Problem statement
Keeping each line exactly as it is, output all of the records.

(Stored data entries)
# # # # # # #

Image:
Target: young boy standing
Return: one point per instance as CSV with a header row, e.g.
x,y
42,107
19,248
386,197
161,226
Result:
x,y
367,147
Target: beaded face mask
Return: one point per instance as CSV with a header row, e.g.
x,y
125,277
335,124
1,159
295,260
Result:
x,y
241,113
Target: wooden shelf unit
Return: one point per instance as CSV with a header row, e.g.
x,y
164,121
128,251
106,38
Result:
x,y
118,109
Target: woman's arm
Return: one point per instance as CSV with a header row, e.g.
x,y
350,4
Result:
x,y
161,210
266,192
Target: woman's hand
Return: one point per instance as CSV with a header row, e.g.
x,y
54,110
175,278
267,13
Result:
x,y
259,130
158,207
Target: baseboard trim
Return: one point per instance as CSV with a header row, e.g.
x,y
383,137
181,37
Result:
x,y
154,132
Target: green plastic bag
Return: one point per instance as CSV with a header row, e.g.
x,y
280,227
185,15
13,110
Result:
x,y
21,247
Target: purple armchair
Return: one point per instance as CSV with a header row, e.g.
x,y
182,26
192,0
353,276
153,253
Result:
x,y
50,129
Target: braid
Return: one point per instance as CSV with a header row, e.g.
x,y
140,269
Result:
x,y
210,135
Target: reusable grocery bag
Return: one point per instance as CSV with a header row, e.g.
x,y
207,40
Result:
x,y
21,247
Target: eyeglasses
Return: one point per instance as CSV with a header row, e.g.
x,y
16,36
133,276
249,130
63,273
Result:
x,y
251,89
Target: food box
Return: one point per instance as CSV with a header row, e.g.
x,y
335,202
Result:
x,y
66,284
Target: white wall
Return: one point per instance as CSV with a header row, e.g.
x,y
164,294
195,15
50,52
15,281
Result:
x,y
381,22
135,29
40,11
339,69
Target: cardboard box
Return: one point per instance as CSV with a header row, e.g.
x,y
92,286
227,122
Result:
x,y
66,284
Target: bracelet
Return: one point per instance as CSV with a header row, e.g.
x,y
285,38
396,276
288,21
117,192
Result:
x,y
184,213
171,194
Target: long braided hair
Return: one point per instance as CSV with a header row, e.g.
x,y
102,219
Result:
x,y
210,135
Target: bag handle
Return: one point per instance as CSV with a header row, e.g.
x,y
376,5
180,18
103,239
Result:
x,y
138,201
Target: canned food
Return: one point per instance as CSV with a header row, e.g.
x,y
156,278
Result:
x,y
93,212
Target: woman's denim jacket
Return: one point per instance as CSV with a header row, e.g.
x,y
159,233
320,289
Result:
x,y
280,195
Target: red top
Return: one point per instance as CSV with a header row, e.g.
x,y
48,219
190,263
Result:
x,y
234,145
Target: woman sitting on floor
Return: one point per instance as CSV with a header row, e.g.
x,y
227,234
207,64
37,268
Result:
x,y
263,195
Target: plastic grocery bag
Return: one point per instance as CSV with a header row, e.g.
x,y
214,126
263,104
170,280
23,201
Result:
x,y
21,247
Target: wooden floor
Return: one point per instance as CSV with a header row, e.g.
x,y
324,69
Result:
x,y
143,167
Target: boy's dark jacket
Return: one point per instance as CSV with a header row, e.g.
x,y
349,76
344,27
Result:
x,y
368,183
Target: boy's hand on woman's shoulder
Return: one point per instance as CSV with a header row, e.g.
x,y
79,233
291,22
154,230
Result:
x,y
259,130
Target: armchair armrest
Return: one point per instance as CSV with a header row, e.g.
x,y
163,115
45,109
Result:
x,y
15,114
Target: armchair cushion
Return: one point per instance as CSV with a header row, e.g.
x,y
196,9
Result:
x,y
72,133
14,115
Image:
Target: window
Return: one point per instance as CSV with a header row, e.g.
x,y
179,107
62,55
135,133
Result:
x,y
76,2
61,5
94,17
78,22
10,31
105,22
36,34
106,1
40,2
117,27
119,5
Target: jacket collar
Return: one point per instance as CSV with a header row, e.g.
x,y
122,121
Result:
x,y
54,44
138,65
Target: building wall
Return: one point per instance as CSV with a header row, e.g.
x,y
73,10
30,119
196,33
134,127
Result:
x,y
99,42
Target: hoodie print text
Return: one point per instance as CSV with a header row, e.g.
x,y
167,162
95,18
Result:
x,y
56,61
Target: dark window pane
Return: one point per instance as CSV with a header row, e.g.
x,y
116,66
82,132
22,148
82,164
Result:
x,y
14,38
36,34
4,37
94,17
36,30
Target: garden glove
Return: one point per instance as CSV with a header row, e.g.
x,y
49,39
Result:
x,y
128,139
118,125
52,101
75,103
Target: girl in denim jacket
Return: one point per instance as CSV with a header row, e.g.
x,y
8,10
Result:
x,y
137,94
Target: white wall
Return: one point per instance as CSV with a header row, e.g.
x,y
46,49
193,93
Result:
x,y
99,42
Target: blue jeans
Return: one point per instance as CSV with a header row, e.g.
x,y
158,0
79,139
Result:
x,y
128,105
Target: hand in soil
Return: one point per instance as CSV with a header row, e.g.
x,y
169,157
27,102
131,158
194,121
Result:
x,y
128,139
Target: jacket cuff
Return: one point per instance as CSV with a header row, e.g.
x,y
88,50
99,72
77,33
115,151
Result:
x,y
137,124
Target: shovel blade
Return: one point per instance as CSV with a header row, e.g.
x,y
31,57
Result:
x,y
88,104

# # # # # # #

Solution below
Image:
Target: young boy standing
Return: one point per instance as CSV with a header row, e.g.
x,y
42,107
19,248
386,197
161,226
Result:
x,y
367,147
Target: beaded face mask
Return: one point per instance as CSV with a header row, e.g.
x,y
125,277
335,124
1,159
295,260
Result:
x,y
241,113
Target: wooden shelf unit
Return: one point per instance as CSV with a header row, e.g.
x,y
164,121
128,251
106,38
Result:
x,y
118,109
Target: woman's arm
Return: one point per instance as CSV with a header row, e.g.
x,y
350,4
Result:
x,y
161,210
266,192
Target: woman's hand
Return: one point per instance as CSV with a header row, e.g.
x,y
54,110
175,278
267,13
Result:
x,y
259,130
158,207
Target: baseboard trim
Return: one point per instance as CSV with a header row, e.g.
x,y
383,137
181,37
Result:
x,y
154,132
Target: green plastic bag
Return: one point per instance as CSV with a header row, e.g.
x,y
280,227
185,15
13,110
Result:
x,y
21,247
Target: purple armchair
Return: one point per instance as CSV with a header row, e.g.
x,y
182,26
192,0
353,276
153,253
Result:
x,y
50,129
Target: braid
Return: one point per instance as CSV with a header row, e.g.
x,y
140,269
Result:
x,y
210,135
Target: reusable grocery bag
Return: one point per instance as CSV with a header row, e.g.
x,y
207,40
Result:
x,y
21,247
Target: eyeglasses
Return: one point per instance as CSV with a header row, e.g.
x,y
16,36
133,276
249,130
63,273
Result:
x,y
251,89
Target: food box
Return: one point per instance as CSV with a header row, e.g.
x,y
335,202
Result:
x,y
66,284
Target: white wall
Return: one point per instance as CSV with a header row, e.g.
x,y
164,294
195,15
50,52
15,281
Result:
x,y
381,22
135,29
40,11
339,69
Target: cardboard box
Return: one point per instance as CSV with a header row, e.g.
x,y
92,286
227,122
Result:
x,y
66,284
Target: bracelet
Return: one point per instance as CSV with a header row, e.g.
x,y
285,38
396,276
288,21
117,192
Result:
x,y
184,213
171,194
Target: long braided hair
Return: one point per instance as CSV with a header row, e.g.
x,y
102,219
Result:
x,y
210,135
Target: bag handle
Return: one point per instance as CSV with a header row, e.g.
x,y
376,5
180,18
103,239
Result:
x,y
138,201
Target: canned food
Return: one point per instance as CSV with a header row, e.g.
x,y
156,278
Result:
x,y
93,212
Target: woman's denim jacket
Return: one point per instance as CSV with a header row, e.g.
x,y
159,233
320,289
Result:
x,y
280,195
Target: red top
Return: one point per instance as CSV with a header row, e.g.
x,y
48,219
190,263
Result:
x,y
234,145
Target: woman sitting on floor
Return: one point per instance as CSV with a header row, e.g.
x,y
227,234
207,64
37,268
Result:
x,y
263,195
Target: plastic grocery bag
Return: one point per instance as CSV with a header row, e.g.
x,y
214,126
263,104
170,280
23,201
Result:
x,y
21,247
Target: wooden floor
Return: one point per instance as CSV with a header row, e.g.
x,y
324,69
Result:
x,y
143,167
Target: boy's dark jacket
Return: one point per instance as CSV with a header row, e.g.
x,y
349,76
344,27
Result:
x,y
368,183
Target: boy's hand on woman's shoulder
Return: one point per instance as CSV with a header row, e.g.
x,y
79,233
291,22
154,230
Result:
x,y
259,130
Target: armchair armrest
Return: one point per instance as CSV with a header row, e.g.
x,y
163,115
45,109
Result:
x,y
15,114
Target: armchair cushion
Return: one point per instance as CSV with a header row, e.g.
x,y
196,9
Result:
x,y
72,133
14,115
Image:
Target: window
Return: one point per instance as CSV with a header row, e.g.
x,y
179,107
62,55
135,133
Result:
x,y
76,2
61,5
94,17
78,22
10,31
105,22
36,34
106,1
40,2
117,27
119,5
Target: jacket collar
Return: one point per instance as CSV with a header row, e.g.
x,y
122,121
Result:
x,y
54,44
138,65
Target: building wall
Return: one point per instance as CSV with a header row, e.g.
x,y
73,10
30,119
196,33
134,127
Result:
x,y
99,42
Target: hoodie print text
Return: one point per instance as CSV with a header row, e.g.
x,y
167,162
95,18
Result:
x,y
56,61
Target: dark window pane
Return: one point per instance as CSV with a header row, e.g.
x,y
116,66
82,132
22,148
82,164
Result:
x,y
14,38
36,34
4,37
94,17
36,30
Target: garden glove
Return: one point per instance as CSV with a header row, e.g.
x,y
49,39
Result:
x,y
128,139
118,125
52,101
75,103
Target: girl in denim jacket
Return: one point per instance as CSV with a header row, e.g.
x,y
8,10
Result:
x,y
137,94
Target: white wall
Return: one point per instance as CSV with a header row, e.g.
x,y
46,49
193,93
Result:
x,y
99,42
Target: blue jeans
Return: one point per instance as CSV with a header row, e.g.
x,y
158,0
79,139
Result:
x,y
128,105
Target: hand in soil
Return: one point per instance as CSV with a header row, e.g.
x,y
169,157
27,102
131,158
194,121
Result:
x,y
128,139
Target: jacket cuff
Return: one point per instance as CSV with a header row, e.g.
x,y
88,50
99,72
77,33
115,151
Result:
x,y
137,124
Target: shovel blade
Return: one point per instance as CSV with a header row, e.g.
x,y
31,57
Result:
x,y
88,104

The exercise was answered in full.